— Exercise instructions —
Lift out each line of the data that holds "outcrop".

— Information shown —
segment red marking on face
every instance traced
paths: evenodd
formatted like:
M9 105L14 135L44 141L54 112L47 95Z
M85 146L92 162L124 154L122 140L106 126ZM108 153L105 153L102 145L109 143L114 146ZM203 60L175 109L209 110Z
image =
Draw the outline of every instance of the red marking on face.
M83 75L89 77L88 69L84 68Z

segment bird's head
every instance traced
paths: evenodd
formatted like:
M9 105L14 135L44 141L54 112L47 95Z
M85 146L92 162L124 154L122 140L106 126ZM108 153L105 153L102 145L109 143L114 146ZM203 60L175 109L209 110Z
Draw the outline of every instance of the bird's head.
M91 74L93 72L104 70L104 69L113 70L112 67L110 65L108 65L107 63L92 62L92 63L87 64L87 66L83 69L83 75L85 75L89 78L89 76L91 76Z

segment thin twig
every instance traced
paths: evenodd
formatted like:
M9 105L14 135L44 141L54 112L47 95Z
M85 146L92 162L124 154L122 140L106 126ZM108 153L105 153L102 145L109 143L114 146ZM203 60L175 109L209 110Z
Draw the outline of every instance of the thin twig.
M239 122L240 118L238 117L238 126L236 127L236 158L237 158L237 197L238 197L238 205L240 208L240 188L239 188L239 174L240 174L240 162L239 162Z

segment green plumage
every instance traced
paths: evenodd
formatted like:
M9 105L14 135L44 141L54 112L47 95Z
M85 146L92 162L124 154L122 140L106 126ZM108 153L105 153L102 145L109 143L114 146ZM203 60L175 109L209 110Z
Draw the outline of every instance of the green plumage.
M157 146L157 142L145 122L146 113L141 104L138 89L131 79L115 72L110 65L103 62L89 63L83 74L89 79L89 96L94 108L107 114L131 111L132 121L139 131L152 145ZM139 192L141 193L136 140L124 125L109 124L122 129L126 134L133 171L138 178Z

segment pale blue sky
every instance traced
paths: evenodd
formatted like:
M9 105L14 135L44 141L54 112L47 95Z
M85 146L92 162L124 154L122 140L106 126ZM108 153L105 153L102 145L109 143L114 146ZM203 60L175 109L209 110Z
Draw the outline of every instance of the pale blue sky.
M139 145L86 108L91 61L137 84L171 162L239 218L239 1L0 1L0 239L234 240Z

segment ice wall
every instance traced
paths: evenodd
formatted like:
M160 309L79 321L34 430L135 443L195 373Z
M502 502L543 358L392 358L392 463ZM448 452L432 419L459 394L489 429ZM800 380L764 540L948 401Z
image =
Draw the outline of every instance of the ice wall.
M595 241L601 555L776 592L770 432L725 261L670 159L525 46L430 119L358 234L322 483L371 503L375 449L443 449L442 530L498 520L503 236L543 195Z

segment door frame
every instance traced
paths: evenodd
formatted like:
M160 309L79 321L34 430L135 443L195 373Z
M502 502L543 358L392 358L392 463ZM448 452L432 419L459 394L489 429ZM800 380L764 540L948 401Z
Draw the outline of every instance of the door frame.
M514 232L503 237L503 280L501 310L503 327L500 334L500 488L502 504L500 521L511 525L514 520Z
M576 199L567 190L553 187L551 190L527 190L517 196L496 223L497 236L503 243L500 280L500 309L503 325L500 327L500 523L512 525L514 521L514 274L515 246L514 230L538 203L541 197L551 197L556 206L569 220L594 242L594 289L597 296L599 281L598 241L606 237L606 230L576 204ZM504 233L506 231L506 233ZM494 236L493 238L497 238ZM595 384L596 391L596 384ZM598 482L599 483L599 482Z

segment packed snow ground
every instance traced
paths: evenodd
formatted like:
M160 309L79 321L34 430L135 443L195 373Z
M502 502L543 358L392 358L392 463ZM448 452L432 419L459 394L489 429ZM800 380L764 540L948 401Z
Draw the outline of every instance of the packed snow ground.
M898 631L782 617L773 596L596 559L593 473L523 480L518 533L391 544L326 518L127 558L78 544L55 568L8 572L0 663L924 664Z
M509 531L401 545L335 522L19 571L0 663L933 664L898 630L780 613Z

* * *

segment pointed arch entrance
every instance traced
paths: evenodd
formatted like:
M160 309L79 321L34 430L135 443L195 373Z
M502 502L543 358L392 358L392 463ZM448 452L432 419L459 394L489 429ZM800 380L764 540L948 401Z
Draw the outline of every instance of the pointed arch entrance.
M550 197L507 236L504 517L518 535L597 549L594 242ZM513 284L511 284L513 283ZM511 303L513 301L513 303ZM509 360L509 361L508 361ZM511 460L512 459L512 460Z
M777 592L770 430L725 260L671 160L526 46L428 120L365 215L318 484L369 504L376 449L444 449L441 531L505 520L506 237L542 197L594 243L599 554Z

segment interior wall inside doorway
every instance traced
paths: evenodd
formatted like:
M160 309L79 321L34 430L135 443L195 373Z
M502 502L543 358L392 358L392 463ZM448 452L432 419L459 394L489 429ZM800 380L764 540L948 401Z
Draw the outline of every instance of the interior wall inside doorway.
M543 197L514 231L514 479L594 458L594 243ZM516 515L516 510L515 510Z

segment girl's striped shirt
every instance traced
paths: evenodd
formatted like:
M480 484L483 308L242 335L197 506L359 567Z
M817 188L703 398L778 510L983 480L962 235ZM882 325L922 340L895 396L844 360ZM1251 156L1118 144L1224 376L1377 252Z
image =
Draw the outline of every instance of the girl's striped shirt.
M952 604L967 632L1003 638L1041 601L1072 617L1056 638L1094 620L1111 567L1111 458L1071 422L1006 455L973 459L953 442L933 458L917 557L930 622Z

* * *

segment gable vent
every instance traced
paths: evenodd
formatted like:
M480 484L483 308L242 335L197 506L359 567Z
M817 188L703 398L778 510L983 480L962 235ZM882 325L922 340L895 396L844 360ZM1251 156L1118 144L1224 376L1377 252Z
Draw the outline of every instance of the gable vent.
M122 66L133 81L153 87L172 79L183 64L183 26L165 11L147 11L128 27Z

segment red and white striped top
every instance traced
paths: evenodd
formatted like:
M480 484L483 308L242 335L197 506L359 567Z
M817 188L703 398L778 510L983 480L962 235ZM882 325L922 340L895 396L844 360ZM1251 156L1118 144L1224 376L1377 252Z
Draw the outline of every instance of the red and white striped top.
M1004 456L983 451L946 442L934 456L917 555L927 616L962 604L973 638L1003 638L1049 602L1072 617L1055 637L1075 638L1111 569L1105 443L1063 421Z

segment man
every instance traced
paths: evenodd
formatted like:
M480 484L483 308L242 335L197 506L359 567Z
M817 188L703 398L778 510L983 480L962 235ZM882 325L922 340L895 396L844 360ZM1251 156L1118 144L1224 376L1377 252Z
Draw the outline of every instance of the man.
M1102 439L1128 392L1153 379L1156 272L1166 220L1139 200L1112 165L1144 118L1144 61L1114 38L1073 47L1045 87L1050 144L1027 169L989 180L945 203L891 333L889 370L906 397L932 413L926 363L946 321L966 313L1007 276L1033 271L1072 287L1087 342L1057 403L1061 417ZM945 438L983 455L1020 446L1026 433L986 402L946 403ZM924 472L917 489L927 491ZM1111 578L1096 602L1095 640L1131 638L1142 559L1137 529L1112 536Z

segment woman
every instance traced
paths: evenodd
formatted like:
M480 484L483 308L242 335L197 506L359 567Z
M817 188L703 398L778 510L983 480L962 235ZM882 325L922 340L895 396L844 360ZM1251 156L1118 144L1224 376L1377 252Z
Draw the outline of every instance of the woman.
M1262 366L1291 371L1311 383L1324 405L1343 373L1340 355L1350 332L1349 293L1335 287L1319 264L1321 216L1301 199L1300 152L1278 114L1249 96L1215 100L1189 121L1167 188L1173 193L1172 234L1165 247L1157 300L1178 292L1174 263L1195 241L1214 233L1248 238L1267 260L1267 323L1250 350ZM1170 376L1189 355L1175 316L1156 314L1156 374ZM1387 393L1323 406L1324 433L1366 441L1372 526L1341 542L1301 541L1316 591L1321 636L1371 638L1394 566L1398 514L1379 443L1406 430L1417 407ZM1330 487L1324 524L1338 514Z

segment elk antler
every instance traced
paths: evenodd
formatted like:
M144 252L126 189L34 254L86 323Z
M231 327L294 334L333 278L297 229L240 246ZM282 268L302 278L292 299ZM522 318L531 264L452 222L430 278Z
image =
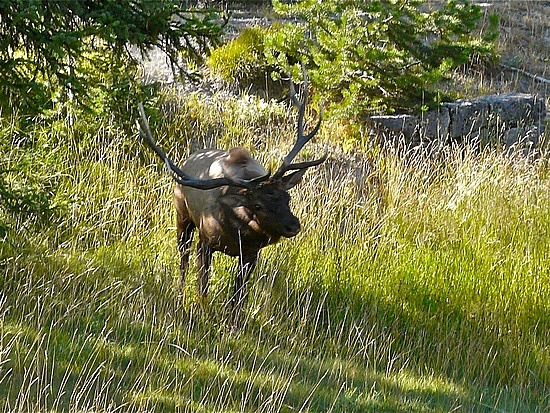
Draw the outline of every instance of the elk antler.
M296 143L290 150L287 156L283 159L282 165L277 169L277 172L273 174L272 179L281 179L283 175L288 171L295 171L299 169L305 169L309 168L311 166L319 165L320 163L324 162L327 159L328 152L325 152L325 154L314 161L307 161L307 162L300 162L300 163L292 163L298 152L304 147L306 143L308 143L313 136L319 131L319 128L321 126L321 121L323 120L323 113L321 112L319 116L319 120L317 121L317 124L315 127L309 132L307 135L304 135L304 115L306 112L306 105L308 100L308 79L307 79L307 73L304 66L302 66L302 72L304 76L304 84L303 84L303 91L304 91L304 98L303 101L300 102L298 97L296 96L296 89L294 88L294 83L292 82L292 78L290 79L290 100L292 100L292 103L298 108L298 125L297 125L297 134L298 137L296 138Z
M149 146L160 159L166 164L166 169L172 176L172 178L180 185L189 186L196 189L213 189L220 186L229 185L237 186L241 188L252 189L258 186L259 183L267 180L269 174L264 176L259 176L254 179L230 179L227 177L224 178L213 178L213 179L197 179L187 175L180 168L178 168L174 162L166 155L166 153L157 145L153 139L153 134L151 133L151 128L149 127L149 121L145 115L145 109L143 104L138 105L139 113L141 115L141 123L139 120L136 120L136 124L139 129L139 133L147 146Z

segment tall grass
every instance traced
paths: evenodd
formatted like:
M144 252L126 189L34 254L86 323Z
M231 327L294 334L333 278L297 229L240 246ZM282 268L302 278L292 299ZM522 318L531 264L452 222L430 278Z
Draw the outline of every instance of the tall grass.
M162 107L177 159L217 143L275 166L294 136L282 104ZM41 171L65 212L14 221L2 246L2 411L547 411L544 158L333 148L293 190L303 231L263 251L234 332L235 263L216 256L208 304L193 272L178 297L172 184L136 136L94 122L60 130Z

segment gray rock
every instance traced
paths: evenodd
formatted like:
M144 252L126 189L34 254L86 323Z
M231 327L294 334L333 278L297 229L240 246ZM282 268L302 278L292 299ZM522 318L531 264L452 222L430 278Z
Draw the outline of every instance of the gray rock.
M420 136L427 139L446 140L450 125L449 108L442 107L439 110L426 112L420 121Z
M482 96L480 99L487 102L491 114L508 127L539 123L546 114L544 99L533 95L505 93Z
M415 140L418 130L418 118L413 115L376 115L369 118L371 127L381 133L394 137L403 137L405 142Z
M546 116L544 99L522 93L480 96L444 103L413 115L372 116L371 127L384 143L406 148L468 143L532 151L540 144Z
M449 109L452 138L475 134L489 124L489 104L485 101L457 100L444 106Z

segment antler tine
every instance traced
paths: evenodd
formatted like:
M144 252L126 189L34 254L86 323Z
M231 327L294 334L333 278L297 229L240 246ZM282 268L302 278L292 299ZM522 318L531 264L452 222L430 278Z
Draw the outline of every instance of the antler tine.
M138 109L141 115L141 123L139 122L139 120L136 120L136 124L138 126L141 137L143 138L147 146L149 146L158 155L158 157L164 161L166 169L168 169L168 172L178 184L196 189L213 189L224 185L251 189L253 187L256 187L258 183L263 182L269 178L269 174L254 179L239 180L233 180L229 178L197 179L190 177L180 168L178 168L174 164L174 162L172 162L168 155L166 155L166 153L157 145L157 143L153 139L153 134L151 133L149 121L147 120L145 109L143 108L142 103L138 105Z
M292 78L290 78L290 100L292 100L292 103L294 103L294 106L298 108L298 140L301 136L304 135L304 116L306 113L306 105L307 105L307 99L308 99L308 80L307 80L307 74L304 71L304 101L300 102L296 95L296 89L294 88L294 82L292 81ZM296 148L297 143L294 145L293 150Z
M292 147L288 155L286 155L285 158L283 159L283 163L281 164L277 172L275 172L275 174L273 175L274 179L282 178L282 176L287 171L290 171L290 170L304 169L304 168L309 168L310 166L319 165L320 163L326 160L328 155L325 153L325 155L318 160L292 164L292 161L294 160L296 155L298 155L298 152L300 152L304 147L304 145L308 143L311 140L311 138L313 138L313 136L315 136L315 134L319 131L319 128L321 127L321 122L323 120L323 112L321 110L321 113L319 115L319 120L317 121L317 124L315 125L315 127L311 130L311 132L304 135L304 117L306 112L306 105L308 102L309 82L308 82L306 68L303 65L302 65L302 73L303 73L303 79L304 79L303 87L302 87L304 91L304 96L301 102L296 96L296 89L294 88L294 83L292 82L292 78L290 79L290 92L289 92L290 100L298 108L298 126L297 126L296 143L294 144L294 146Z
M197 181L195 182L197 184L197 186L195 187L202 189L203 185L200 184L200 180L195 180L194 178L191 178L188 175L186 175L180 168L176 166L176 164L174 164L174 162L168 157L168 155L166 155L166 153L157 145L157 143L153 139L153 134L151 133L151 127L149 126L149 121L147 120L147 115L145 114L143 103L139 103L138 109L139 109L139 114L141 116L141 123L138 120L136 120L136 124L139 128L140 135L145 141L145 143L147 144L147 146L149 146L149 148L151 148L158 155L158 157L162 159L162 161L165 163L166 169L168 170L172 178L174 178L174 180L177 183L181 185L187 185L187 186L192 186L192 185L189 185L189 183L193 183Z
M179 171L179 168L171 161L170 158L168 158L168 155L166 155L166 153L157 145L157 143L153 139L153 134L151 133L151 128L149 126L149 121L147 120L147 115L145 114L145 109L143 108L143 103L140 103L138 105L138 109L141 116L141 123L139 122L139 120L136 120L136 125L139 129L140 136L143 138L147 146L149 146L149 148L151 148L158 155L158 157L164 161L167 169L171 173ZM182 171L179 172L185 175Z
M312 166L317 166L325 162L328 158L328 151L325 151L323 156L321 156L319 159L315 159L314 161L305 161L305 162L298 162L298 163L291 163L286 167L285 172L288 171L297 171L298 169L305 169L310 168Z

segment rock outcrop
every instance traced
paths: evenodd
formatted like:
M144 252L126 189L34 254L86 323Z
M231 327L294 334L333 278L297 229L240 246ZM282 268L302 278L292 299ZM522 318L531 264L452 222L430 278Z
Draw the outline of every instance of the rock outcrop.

— Exercise solution —
segment rock outcrop
Draw the outline of every instance of the rock outcrop.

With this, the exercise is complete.